SHORT TASK:
Swap "single pin" for "single marker" in the part of the material that opens at its first line and closes with the line containing "column 268, row 184", leaving everything else unchanged, and reproduce only that part without the pictures.

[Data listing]
▽
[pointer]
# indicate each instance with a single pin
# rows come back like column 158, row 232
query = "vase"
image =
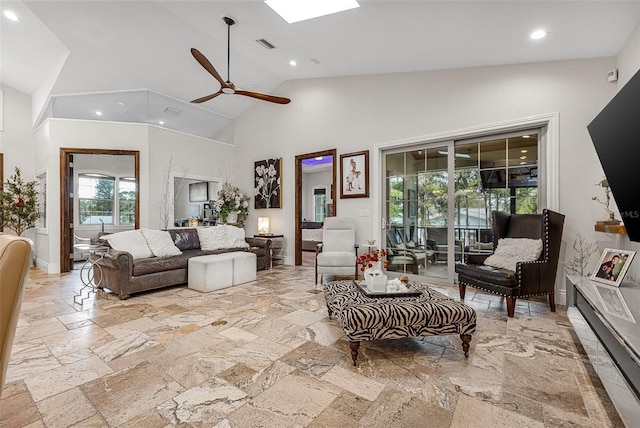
column 232, row 217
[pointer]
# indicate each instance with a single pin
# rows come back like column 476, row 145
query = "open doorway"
column 310, row 181
column 69, row 199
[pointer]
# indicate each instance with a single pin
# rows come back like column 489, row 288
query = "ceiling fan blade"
column 207, row 98
column 204, row 62
column 264, row 97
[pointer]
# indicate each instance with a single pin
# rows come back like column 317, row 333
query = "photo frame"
column 612, row 266
column 199, row 192
column 613, row 302
column 354, row 175
column 268, row 184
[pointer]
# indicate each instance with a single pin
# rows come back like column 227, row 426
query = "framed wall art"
column 612, row 266
column 268, row 186
column 199, row 192
column 354, row 175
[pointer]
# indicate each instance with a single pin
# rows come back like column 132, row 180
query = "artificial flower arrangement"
column 230, row 199
column 367, row 260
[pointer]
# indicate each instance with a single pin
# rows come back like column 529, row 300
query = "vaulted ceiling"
column 100, row 46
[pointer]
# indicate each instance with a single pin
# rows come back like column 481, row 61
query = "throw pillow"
column 235, row 237
column 131, row 241
column 212, row 238
column 510, row 251
column 160, row 243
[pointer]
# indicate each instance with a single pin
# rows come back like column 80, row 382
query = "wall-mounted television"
column 615, row 133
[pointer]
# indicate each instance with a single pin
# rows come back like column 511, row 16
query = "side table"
column 277, row 247
column 87, row 272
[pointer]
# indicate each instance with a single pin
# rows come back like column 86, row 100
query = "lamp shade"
column 263, row 225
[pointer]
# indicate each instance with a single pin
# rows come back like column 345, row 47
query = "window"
column 97, row 202
column 127, row 200
column 95, row 198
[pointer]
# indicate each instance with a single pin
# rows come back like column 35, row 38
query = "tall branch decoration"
column 268, row 191
column 18, row 204
column 166, row 202
column 584, row 250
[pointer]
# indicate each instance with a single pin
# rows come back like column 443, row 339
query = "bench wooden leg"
column 354, row 350
column 511, row 306
column 466, row 338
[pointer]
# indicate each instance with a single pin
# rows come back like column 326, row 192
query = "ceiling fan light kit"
column 227, row 87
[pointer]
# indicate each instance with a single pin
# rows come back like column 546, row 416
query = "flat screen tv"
column 615, row 133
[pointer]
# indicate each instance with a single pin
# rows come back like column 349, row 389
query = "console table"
column 613, row 314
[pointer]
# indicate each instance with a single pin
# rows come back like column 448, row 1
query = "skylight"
column 296, row 10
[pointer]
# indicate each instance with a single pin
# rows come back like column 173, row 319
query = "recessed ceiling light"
column 296, row 10
column 9, row 14
column 538, row 34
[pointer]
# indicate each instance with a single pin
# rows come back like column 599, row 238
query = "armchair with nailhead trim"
column 536, row 278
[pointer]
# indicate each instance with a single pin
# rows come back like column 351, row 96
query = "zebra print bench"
column 370, row 318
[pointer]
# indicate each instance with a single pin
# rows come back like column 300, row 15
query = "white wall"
column 354, row 113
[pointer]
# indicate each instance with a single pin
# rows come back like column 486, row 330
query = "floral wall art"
column 268, row 190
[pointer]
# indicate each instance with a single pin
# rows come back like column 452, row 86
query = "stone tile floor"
column 265, row 354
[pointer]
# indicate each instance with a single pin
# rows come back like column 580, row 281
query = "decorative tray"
column 363, row 287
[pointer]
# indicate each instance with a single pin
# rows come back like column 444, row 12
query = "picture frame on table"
column 354, row 175
column 612, row 266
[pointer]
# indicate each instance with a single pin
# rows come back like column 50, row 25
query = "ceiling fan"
column 228, row 87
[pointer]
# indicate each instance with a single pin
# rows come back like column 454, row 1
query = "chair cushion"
column 488, row 274
column 336, row 258
column 510, row 251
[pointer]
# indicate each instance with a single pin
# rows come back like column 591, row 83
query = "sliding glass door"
column 439, row 198
column 417, row 212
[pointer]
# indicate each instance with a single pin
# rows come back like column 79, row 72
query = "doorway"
column 301, row 197
column 67, row 197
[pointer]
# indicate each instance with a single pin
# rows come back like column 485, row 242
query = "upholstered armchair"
column 530, row 278
column 15, row 260
column 337, row 253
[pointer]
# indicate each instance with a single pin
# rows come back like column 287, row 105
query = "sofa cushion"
column 510, row 251
column 160, row 243
column 131, row 241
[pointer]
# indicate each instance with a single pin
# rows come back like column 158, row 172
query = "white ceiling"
column 112, row 46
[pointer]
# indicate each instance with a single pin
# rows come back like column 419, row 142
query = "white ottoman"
column 210, row 273
column 244, row 267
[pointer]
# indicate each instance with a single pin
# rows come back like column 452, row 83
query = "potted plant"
column 18, row 204
column 230, row 203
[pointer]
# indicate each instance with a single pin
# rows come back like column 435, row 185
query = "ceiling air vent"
column 172, row 111
column 265, row 44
△
RESPONSE TO THE TASK:
[pointer]
# indicate each instance with a single marker
# rows come back like column 158, row 232
query = "vase"
image =
column 232, row 217
[pointer]
# indicate each instance with a single marker
# rows come back like column 476, row 145
query = "open doorway"
column 310, row 181
column 69, row 199
[pointer]
# indicate each instance with a single marker
# rows come back like column 489, row 288
query = "ceiling fan blade"
column 207, row 98
column 204, row 62
column 264, row 97
[pointer]
# indicate each instance with a single marker
# rows come back like column 317, row 333
query = "photo frame"
column 612, row 266
column 199, row 192
column 613, row 302
column 354, row 175
column 268, row 184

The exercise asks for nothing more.